Task item: Locate the line that contains "positive clicks: (207, 193)" in the entries below, then repeat it and every following line through the line that contains "box: [194, 161, 286, 208]", exactly, and no others.

---------- Material shown

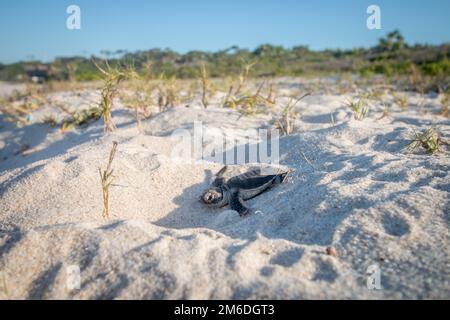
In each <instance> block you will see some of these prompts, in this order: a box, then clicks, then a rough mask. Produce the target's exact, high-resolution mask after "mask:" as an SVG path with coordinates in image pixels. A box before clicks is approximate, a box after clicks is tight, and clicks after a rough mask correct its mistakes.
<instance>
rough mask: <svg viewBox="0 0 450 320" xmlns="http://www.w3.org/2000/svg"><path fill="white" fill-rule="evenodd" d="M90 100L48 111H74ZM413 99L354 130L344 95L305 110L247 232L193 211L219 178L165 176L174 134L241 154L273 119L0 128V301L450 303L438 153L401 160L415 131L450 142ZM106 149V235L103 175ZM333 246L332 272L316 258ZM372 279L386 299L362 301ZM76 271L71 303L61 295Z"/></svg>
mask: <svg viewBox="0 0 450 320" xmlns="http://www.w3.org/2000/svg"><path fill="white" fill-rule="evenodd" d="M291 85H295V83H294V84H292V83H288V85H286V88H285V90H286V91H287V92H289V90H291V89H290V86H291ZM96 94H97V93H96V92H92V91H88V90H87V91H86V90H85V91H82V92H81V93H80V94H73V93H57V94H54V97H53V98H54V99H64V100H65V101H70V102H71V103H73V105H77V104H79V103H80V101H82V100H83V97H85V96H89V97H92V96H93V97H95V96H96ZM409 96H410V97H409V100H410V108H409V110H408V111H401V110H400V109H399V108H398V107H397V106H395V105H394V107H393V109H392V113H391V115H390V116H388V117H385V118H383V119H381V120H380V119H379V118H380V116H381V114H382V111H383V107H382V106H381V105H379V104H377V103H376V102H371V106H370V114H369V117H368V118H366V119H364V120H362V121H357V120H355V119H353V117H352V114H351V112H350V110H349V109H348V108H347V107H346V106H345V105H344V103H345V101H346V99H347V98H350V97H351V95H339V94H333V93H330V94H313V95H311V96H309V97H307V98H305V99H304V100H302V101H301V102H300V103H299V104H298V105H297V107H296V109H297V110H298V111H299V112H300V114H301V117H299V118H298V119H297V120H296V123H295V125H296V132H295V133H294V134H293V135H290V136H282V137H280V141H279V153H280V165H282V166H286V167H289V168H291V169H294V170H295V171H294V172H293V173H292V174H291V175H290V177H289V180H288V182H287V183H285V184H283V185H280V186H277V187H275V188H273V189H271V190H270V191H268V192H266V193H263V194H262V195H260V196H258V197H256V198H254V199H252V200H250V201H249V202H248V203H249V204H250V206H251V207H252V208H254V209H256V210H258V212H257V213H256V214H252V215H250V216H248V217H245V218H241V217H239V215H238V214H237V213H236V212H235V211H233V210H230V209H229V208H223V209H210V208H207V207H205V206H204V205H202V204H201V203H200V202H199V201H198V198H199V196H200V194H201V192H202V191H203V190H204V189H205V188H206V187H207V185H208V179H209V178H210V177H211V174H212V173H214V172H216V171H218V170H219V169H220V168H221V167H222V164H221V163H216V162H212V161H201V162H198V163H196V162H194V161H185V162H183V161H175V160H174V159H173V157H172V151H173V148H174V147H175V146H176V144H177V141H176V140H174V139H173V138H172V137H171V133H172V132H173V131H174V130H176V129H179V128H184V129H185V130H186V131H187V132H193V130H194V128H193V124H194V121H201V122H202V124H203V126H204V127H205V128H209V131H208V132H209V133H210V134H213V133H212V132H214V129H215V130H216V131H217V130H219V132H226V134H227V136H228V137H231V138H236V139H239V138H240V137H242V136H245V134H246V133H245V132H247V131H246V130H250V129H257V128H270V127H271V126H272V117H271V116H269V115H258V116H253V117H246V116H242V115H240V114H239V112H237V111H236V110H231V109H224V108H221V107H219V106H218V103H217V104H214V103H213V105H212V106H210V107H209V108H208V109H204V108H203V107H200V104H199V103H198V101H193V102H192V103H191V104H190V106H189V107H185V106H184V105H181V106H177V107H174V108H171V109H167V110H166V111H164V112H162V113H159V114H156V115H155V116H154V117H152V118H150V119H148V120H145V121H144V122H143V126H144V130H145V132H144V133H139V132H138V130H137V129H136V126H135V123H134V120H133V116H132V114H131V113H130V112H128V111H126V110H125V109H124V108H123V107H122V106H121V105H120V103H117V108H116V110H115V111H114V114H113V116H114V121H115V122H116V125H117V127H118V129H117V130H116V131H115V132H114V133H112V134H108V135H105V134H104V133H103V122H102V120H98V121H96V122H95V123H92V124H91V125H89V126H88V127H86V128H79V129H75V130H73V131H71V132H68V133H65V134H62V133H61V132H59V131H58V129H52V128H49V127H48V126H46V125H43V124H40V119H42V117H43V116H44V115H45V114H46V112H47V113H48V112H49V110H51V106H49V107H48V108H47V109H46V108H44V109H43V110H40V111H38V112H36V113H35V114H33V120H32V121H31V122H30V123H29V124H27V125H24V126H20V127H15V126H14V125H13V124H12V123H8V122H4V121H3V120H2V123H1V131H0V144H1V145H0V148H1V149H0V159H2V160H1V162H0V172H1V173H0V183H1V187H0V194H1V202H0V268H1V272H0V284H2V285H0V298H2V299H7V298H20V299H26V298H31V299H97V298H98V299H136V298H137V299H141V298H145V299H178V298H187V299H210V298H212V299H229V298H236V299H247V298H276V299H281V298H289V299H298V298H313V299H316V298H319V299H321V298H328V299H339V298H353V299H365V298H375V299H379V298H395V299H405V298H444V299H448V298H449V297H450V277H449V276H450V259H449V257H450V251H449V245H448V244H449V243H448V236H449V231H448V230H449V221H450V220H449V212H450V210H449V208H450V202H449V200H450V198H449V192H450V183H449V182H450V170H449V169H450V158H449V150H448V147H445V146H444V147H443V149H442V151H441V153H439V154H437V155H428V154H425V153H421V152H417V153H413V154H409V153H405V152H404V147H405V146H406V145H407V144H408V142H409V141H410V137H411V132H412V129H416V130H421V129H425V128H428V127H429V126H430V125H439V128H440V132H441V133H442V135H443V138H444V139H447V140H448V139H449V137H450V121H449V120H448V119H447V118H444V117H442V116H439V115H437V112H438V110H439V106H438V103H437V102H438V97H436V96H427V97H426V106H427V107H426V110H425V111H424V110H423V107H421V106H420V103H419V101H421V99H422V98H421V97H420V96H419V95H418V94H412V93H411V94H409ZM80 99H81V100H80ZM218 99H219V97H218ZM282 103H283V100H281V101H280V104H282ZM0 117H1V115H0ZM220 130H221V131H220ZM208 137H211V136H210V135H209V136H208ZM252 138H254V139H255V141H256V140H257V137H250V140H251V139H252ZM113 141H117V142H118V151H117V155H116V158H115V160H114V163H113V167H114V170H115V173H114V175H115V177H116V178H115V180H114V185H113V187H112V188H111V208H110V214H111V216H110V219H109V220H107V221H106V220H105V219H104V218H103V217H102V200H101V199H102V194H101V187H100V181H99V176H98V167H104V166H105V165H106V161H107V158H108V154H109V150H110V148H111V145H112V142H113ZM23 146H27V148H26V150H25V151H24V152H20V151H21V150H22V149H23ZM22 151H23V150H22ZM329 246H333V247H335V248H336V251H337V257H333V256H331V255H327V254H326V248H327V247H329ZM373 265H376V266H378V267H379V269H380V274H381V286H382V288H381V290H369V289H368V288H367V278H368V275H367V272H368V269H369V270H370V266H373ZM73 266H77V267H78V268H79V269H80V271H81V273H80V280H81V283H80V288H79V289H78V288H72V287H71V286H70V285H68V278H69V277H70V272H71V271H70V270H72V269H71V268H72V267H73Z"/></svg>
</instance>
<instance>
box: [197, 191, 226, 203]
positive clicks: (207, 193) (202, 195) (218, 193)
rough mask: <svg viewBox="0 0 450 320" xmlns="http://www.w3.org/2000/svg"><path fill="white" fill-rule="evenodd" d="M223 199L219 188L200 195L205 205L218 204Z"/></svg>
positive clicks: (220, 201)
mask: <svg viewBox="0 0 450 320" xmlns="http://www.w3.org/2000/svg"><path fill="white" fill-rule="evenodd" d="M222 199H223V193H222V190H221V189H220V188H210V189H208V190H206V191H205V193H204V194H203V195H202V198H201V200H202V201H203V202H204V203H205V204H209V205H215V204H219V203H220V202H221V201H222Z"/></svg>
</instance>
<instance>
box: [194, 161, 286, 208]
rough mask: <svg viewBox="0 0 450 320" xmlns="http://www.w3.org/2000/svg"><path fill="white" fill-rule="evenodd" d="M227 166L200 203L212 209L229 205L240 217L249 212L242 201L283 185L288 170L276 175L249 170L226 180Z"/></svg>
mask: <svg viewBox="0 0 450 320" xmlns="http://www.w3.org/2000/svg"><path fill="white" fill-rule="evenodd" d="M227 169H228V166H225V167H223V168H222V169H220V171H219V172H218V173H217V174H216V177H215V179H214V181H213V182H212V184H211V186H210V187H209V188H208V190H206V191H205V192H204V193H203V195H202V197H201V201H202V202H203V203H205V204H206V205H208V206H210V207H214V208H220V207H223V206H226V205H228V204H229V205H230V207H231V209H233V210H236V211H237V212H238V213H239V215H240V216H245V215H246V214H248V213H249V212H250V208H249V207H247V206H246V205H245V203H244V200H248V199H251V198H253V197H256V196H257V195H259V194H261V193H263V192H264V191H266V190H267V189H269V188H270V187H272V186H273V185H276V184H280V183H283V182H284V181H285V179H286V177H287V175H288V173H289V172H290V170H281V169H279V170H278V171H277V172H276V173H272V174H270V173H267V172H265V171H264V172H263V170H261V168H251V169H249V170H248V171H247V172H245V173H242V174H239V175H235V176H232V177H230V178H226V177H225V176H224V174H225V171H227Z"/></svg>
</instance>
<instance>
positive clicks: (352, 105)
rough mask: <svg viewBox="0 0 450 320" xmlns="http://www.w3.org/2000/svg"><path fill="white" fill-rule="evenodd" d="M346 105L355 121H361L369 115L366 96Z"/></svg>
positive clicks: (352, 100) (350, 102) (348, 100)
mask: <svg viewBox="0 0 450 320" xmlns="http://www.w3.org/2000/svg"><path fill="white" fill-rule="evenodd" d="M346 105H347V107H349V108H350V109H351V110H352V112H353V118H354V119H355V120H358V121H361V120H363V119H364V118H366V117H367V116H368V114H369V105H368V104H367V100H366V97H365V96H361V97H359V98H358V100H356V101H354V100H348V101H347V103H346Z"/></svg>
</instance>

--------------------

Output below:
positive clicks: (207, 193) (202, 195) (218, 193)
rough mask: <svg viewBox="0 0 450 320" xmlns="http://www.w3.org/2000/svg"><path fill="white" fill-rule="evenodd" d="M223 199L219 188L200 195L205 205L218 204Z"/></svg>
positive clicks: (220, 201)
mask: <svg viewBox="0 0 450 320" xmlns="http://www.w3.org/2000/svg"><path fill="white" fill-rule="evenodd" d="M222 199H223V193H222V190H221V189H220V188H210V189H208V190H206V191H205V193H204V194H203V195H202V198H201V200H202V201H203V202H204V203H205V204H209V205H215V204H219V203H220V202H221V201H222Z"/></svg>
</instance>
<instance>
box: [194, 161, 286, 208]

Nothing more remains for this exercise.